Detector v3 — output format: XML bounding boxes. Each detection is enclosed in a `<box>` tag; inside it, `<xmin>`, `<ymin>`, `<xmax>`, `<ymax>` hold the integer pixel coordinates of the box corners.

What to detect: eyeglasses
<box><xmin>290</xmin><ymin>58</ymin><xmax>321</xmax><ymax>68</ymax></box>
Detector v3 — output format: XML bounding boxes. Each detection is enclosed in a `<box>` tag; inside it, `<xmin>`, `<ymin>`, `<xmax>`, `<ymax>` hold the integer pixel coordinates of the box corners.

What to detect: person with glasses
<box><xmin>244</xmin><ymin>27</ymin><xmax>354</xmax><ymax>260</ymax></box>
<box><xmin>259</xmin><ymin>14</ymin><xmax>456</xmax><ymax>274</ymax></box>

### Exercise:
Turn every line of the items above into a numbered list, skipping blank lines.

### Solved problem:
1. Detector v3 — output format: XML bounding boxes. Each detection is enclosed in a `<box>` tag; inside it, `<xmin>`, `<ymin>`, `<xmax>`, `<ymax>` hold the integer pixel coordinates of the box corners.
2. What to detect: eyeglasses
3. <box><xmin>290</xmin><ymin>58</ymin><xmax>321</xmax><ymax>68</ymax></box>
4. Detector v3 — output format: XML bounding boxes. Each detection is enclosed in a `<box>` tag; inside it, `<xmin>`, `<ymin>`, `<xmax>`, `<ymax>` hold the integer pixel coordinates of the box corners.
5. What to detect: person with glasses
6. <box><xmin>244</xmin><ymin>27</ymin><xmax>354</xmax><ymax>260</ymax></box>
7. <box><xmin>259</xmin><ymin>14</ymin><xmax>456</xmax><ymax>274</ymax></box>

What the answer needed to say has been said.